- Opening Delimiter -

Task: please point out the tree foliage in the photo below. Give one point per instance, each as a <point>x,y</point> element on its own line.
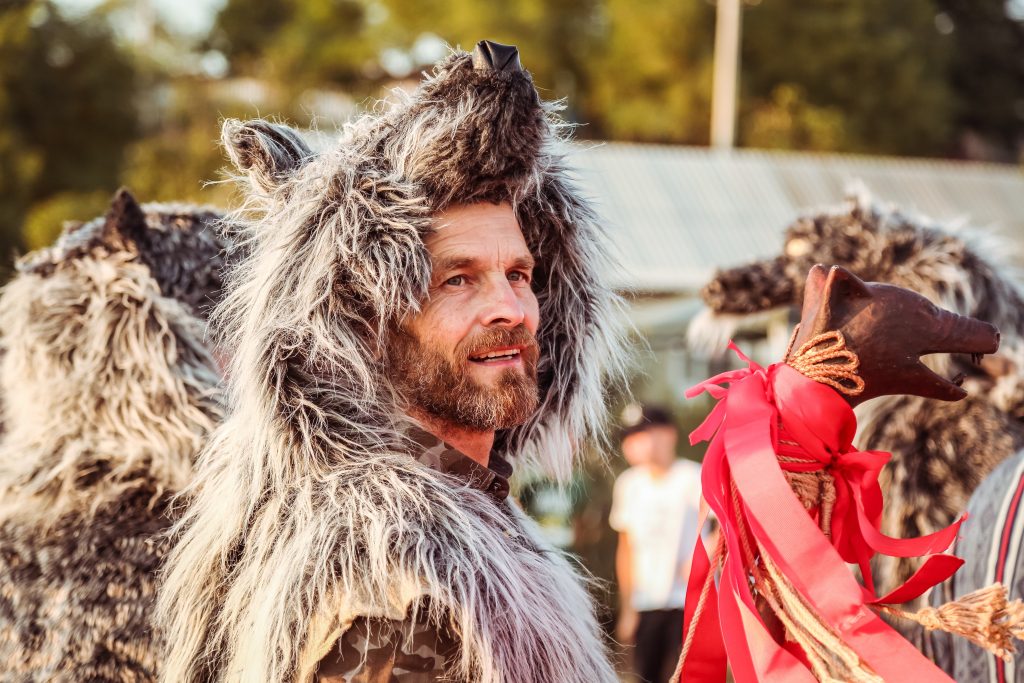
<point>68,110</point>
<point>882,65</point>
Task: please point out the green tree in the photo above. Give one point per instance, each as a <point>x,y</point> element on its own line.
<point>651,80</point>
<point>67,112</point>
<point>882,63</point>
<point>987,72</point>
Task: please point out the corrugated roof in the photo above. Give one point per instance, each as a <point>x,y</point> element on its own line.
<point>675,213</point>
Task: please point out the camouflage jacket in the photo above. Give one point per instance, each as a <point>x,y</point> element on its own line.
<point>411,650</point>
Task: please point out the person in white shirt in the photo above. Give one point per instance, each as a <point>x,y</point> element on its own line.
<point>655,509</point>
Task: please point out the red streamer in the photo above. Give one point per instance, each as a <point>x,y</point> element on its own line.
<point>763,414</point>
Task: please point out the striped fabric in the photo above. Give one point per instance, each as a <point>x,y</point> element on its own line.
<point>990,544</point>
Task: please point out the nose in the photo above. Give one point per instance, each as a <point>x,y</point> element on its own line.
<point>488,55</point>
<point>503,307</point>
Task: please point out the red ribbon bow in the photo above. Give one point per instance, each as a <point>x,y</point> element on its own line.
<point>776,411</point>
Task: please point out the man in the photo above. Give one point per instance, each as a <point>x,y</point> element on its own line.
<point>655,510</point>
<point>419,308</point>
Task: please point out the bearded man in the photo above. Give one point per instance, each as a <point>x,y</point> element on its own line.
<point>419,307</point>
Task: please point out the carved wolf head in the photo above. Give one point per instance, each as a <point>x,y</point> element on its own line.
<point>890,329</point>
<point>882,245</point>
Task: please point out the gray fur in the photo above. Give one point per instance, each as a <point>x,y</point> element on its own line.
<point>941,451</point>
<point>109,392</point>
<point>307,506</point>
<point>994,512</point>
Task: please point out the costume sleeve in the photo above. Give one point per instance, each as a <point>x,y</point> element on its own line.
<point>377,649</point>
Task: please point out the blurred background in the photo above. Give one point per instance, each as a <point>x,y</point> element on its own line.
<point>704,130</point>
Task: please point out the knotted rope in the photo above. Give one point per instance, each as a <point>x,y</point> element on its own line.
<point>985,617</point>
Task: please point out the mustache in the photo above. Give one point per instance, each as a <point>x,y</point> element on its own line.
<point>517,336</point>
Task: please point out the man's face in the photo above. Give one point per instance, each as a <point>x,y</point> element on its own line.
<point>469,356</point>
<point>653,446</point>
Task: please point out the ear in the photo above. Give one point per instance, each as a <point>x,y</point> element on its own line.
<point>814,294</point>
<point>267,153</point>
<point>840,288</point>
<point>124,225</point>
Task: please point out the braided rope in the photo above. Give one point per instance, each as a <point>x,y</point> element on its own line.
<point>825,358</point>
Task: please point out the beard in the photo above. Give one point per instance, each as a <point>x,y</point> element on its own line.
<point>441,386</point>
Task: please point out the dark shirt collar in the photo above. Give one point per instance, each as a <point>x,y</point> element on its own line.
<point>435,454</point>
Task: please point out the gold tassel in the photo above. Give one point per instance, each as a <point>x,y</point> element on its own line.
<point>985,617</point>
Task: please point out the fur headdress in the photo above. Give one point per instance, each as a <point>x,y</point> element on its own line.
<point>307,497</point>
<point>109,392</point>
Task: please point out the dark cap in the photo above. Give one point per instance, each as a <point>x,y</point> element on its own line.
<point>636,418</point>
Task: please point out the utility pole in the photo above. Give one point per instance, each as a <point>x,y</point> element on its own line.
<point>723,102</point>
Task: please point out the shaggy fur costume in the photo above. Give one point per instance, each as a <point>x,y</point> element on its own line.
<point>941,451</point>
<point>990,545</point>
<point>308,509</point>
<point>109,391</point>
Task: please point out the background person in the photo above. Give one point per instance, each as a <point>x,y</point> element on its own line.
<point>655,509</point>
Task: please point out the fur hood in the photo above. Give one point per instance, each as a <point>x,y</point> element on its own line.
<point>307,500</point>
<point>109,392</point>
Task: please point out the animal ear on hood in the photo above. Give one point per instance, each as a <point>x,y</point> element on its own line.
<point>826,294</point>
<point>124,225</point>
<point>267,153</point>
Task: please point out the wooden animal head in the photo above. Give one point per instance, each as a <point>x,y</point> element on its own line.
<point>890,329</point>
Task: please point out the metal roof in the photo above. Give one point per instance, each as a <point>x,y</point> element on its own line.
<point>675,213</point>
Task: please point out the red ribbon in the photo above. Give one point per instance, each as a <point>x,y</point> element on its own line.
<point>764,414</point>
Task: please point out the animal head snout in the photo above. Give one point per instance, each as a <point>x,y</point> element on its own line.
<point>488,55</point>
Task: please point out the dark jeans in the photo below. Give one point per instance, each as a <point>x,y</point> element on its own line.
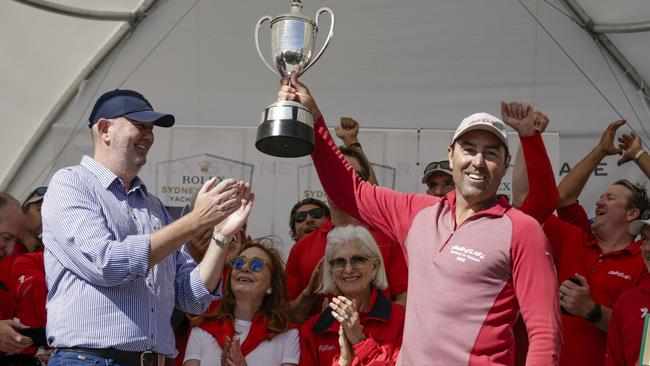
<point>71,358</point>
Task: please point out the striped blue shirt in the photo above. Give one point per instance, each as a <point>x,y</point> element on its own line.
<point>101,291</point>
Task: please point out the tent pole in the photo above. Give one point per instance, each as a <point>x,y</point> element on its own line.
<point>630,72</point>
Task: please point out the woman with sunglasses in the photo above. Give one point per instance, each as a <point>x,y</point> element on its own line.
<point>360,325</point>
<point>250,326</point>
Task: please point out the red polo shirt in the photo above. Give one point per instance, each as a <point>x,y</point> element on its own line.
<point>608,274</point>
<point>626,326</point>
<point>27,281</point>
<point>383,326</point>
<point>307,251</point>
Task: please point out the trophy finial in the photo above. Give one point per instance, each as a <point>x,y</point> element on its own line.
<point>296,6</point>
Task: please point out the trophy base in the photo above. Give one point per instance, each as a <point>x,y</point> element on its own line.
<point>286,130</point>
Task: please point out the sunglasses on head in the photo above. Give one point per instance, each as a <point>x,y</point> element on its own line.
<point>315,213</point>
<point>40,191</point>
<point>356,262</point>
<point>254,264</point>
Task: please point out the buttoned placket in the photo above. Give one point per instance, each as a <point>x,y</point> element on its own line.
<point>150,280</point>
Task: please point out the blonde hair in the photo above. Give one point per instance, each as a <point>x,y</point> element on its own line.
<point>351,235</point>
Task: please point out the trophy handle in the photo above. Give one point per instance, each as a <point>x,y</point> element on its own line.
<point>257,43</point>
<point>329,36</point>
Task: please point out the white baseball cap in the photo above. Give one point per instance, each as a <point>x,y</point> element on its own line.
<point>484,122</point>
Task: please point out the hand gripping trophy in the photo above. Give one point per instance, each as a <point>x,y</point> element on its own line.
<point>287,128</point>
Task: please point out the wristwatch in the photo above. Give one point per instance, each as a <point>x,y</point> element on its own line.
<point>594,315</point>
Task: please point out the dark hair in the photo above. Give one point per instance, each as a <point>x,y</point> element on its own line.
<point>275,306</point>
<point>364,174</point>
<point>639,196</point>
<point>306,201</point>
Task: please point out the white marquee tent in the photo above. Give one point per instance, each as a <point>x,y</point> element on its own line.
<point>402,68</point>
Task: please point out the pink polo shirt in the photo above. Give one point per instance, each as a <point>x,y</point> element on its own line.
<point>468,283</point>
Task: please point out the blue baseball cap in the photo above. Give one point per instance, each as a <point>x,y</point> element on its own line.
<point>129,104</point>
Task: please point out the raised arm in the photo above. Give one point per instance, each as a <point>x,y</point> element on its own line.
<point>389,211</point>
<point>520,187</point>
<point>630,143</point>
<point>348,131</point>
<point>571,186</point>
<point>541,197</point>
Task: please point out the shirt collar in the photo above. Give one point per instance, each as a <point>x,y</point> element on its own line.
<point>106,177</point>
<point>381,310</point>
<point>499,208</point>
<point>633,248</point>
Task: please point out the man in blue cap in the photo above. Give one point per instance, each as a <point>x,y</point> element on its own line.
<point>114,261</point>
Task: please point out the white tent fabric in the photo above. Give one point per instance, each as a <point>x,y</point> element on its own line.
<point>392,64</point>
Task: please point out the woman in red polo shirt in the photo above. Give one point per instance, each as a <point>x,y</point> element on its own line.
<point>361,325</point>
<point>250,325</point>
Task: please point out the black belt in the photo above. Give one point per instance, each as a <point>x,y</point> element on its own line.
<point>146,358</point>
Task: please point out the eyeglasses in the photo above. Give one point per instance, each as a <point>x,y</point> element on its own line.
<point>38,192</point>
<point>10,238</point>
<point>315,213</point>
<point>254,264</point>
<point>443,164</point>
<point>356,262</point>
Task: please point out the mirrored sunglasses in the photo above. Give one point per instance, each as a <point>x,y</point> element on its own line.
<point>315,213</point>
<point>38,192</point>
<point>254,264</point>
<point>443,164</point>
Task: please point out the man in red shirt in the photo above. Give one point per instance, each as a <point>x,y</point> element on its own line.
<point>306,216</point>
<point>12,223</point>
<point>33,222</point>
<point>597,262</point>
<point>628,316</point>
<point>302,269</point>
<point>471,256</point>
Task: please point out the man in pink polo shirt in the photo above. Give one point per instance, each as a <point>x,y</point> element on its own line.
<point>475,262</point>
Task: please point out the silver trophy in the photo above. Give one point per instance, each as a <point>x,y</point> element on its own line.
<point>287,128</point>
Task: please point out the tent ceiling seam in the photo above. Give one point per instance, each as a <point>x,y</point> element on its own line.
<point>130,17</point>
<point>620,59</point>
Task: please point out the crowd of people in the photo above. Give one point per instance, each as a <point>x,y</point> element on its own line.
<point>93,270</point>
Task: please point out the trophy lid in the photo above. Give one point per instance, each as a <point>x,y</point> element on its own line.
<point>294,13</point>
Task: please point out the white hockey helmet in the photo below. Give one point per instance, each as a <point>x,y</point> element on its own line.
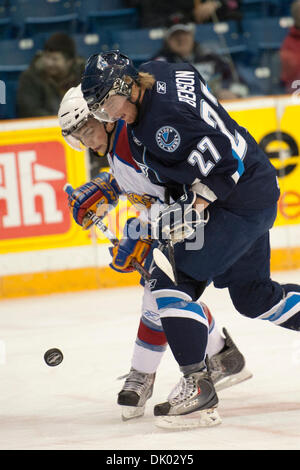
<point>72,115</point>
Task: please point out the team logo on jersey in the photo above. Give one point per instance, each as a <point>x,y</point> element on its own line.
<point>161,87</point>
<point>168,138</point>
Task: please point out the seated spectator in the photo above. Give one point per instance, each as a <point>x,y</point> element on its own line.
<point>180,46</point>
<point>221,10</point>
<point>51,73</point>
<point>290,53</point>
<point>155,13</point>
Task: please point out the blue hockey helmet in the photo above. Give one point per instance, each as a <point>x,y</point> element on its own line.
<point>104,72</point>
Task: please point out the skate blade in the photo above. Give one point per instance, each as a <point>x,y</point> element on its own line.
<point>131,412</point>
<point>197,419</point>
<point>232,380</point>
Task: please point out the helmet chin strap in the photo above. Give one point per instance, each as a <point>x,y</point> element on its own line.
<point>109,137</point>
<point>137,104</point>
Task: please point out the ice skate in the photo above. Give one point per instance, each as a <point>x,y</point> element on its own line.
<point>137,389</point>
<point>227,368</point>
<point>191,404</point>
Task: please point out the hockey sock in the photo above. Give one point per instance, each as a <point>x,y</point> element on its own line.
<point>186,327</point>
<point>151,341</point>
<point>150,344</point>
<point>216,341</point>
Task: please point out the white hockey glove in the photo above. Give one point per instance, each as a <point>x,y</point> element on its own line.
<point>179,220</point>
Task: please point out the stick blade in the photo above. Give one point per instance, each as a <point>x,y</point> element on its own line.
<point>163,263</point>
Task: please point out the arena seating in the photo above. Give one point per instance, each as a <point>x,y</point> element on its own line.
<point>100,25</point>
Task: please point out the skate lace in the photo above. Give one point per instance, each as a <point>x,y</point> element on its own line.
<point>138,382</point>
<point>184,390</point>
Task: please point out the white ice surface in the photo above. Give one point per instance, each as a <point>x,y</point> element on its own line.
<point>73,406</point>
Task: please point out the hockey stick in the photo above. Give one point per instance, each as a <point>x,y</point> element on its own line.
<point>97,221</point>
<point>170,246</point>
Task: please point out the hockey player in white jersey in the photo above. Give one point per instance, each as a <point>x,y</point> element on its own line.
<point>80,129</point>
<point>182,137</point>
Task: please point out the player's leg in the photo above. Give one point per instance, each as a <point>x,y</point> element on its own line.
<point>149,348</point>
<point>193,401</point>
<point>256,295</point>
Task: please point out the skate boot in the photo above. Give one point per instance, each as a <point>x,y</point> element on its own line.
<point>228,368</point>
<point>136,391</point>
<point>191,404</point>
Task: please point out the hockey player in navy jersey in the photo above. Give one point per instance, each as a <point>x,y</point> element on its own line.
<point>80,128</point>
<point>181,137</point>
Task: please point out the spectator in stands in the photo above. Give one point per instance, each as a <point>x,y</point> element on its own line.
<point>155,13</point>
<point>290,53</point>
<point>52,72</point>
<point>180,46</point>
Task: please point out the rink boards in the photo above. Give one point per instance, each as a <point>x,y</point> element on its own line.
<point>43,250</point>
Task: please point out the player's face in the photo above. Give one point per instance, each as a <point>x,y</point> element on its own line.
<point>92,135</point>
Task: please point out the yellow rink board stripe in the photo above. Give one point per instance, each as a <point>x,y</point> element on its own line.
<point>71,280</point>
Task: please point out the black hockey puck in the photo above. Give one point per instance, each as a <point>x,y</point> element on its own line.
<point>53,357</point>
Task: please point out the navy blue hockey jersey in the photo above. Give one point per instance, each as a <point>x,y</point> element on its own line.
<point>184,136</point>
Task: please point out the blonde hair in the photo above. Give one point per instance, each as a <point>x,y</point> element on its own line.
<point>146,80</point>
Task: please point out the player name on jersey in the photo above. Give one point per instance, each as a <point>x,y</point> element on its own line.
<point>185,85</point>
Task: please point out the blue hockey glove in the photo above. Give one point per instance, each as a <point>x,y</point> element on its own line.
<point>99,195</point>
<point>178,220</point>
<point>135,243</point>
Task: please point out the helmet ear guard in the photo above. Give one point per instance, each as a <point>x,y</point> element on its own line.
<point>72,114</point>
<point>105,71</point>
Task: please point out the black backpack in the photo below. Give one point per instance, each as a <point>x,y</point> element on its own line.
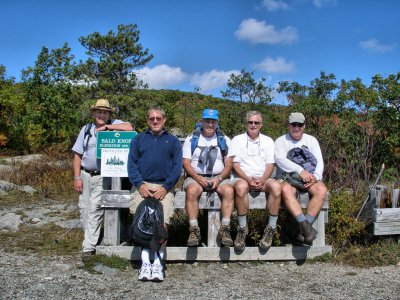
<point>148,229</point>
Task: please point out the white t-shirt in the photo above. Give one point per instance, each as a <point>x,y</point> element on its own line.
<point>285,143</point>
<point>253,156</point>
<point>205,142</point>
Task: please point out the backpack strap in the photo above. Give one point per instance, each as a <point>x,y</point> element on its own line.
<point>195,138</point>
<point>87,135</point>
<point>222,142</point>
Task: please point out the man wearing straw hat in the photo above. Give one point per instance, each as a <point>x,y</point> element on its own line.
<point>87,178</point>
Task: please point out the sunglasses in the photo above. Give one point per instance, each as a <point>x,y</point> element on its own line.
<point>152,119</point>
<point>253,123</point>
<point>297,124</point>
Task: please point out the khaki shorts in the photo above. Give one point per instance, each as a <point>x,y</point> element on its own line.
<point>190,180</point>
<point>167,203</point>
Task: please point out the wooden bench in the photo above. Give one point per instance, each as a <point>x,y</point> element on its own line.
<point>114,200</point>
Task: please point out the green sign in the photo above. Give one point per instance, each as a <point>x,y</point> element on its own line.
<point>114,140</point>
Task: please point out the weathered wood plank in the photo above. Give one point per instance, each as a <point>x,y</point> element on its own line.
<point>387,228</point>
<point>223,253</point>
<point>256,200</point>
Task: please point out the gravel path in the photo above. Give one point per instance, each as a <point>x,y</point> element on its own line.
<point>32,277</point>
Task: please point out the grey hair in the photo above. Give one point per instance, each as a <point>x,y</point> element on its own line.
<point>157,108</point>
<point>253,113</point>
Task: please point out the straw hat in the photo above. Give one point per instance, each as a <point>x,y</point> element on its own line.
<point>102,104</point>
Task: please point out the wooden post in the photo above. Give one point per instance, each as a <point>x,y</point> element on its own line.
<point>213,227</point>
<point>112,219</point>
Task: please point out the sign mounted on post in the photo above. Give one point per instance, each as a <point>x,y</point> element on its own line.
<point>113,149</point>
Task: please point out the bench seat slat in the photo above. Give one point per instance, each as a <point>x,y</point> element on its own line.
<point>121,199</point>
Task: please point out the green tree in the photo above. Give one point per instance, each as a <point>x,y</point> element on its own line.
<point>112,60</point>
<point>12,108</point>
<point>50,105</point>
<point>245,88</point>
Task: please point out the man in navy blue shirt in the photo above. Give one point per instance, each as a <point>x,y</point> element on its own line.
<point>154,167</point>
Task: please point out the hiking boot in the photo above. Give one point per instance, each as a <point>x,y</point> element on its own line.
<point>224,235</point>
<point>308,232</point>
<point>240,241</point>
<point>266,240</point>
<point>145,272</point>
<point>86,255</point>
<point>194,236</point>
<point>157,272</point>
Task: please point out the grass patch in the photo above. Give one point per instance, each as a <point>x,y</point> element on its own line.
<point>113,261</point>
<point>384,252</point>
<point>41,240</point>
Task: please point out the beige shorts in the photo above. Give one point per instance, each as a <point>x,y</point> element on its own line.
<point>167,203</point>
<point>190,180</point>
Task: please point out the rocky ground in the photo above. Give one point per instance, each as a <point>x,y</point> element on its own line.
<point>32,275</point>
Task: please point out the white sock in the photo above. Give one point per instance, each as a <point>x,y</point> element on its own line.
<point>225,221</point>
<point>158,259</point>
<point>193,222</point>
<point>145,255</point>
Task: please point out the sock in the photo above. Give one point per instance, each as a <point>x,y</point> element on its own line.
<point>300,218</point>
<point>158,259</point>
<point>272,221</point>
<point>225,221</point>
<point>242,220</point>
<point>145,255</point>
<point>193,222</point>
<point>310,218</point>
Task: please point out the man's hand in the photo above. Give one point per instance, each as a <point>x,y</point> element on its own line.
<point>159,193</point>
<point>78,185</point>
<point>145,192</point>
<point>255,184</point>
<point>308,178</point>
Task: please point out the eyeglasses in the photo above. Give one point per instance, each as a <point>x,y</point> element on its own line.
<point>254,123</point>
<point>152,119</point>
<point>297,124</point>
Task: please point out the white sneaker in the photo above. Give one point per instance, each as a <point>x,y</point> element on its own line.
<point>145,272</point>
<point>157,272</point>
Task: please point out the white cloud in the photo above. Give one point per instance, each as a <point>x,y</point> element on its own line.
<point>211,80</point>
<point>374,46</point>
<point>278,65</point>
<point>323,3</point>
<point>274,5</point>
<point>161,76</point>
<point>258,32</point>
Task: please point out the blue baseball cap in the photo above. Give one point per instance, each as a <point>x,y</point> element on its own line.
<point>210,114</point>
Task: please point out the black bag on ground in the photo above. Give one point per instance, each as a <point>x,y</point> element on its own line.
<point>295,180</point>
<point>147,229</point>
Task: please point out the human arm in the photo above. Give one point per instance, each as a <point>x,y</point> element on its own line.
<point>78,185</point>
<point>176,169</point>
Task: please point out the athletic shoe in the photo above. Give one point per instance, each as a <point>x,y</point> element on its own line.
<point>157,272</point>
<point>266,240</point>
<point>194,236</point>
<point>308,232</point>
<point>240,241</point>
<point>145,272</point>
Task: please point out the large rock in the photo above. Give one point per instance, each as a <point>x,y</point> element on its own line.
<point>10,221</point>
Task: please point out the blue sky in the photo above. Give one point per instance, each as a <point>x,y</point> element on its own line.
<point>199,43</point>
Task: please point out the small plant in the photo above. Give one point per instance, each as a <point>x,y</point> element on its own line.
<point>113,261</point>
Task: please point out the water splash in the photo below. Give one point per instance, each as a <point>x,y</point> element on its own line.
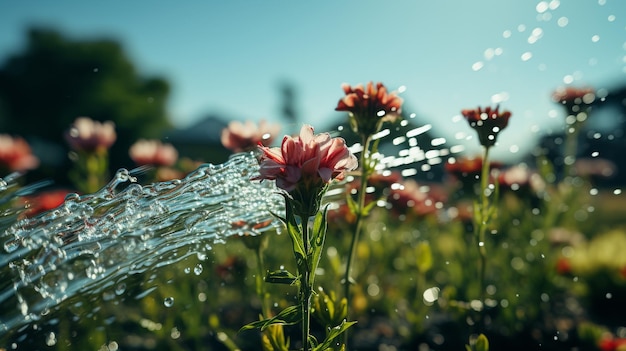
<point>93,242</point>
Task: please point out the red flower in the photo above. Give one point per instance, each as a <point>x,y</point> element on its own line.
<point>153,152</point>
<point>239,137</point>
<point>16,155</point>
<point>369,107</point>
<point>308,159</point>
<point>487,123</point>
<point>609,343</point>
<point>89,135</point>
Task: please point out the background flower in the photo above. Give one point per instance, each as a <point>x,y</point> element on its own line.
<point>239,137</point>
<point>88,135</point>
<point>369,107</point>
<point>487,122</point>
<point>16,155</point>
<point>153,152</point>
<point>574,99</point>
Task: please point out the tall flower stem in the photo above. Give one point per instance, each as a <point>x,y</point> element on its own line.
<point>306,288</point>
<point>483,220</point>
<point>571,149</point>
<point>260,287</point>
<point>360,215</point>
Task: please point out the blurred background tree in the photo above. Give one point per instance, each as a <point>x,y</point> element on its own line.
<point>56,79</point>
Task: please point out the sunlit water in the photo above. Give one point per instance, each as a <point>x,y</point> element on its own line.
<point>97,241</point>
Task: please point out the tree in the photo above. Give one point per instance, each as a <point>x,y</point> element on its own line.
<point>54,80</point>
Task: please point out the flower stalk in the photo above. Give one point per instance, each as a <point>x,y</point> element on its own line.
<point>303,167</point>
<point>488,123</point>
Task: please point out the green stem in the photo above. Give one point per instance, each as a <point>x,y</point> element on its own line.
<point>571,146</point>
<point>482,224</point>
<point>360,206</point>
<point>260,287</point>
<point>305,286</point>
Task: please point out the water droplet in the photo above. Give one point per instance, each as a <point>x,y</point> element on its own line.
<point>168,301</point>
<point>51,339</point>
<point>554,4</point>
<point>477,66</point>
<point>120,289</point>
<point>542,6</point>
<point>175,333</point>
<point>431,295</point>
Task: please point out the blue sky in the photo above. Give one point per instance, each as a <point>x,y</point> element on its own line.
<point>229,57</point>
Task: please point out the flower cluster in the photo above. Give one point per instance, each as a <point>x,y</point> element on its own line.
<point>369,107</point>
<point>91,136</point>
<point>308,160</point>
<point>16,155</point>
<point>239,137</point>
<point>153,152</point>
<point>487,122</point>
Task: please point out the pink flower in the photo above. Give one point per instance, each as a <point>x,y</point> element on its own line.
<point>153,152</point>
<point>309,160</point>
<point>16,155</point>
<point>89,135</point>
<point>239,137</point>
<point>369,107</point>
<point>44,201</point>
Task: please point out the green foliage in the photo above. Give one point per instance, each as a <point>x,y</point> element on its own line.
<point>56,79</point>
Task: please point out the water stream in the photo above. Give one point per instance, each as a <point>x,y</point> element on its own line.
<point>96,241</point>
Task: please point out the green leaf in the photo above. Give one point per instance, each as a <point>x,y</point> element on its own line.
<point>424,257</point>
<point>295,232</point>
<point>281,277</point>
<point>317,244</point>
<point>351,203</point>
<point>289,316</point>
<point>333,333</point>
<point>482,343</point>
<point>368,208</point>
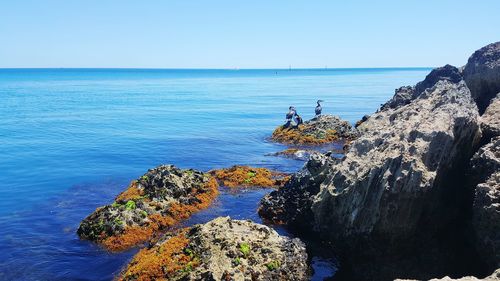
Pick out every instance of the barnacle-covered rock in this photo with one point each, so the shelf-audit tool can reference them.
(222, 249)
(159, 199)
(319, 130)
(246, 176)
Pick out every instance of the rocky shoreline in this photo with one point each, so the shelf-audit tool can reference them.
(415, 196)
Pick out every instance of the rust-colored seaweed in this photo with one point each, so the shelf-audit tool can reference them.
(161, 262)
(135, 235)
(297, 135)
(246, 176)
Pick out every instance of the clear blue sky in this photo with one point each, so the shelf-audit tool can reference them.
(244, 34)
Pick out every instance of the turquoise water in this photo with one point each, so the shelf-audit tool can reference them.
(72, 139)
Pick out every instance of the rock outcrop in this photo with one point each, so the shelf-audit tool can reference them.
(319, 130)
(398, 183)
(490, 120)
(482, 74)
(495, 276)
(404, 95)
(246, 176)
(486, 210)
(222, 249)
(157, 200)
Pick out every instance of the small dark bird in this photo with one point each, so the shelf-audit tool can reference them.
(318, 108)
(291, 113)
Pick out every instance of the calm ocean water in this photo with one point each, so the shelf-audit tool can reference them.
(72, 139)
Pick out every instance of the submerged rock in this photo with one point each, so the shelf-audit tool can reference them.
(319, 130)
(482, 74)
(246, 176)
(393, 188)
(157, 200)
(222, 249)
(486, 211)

- Closing Delimiter -

* [What you should do]:
Set down, exactly as they appear, the line holding "Pick out every instance of the small" and every line after it until the records end.

* [Solved exercise]:
Pick out every instance of the small dark bird in this photo with one point each, so the shelf-audit tool can reference them.
(318, 108)
(291, 113)
Pick out every instance of the calm ocean water in this photo with one point each, so the shelf-audit tool can reference them.
(72, 139)
Pick out every instance of the submerged rock in this photo with one point each, so the shelf-audit tool can reference them.
(319, 130)
(482, 74)
(246, 176)
(393, 188)
(157, 200)
(222, 249)
(486, 211)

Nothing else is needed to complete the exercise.